→ **YOUR GOAL**:
List every line of the listing below that contains the word "leaf", matching case exactly.

(Excerpts from a location annotation dataset)

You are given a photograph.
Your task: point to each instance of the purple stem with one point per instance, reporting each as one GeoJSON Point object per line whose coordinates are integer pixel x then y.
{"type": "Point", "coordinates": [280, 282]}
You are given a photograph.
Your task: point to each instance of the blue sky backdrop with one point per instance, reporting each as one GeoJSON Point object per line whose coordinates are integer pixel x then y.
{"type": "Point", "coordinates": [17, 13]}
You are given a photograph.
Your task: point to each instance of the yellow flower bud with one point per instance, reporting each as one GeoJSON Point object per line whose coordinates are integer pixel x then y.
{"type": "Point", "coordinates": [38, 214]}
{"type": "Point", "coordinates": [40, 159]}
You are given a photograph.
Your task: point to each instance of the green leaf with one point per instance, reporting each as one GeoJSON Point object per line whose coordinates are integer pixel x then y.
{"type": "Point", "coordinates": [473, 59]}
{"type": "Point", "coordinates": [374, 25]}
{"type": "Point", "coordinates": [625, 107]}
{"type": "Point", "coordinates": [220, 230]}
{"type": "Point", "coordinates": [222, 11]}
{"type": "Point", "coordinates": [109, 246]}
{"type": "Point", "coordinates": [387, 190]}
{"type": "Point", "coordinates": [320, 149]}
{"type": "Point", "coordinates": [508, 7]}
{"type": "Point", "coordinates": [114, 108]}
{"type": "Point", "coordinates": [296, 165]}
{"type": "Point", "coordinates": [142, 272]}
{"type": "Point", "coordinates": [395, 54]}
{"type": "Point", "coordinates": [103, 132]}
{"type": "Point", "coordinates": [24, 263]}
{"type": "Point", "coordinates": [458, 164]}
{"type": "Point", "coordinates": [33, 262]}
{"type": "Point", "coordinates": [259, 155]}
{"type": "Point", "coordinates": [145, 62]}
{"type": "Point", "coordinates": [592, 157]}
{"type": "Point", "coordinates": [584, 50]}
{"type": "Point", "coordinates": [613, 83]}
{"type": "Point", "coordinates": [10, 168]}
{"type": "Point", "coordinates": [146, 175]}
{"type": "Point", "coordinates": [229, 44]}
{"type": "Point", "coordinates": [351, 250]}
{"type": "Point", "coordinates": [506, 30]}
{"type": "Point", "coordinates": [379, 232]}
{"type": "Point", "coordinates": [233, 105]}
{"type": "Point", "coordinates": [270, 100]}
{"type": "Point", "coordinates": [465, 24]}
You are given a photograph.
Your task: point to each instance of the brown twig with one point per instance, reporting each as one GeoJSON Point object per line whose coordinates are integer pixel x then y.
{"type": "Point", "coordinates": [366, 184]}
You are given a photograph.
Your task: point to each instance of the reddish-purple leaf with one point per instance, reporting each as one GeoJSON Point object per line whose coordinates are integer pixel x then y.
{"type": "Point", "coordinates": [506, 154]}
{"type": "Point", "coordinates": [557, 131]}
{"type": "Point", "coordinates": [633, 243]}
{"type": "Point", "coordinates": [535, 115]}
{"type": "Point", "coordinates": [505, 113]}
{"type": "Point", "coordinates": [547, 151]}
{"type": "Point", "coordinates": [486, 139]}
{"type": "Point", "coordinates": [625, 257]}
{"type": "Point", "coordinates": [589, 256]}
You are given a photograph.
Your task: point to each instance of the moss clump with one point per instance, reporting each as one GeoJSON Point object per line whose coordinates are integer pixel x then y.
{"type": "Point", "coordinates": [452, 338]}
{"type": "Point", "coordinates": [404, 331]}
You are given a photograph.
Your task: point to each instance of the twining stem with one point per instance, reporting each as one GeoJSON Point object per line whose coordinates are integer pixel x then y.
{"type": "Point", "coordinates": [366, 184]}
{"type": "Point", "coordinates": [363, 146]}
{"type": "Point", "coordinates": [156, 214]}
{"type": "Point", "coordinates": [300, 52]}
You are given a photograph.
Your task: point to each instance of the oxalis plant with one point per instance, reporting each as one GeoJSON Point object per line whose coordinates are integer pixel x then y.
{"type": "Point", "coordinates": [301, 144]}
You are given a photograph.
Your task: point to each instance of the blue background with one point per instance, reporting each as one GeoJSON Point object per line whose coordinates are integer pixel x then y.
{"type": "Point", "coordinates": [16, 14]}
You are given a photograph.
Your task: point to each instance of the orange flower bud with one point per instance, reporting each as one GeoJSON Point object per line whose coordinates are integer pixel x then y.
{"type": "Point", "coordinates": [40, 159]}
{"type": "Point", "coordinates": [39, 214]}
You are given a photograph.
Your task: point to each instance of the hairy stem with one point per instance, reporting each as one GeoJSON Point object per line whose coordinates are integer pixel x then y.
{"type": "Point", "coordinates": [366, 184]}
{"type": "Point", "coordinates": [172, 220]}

→ **SOLUTION FOR THIS TASK**:
Your task: point to each instance of the green leaf with one point per instance, reporting each as one GeoJSON Point object per line whose coordinates are integer pixel x then y.
Your task: point to each instance of the reddish-purple leaf with one point per instance, reporting each as one GeoJSON Point object per line whose coordinates are integer pixel x then y.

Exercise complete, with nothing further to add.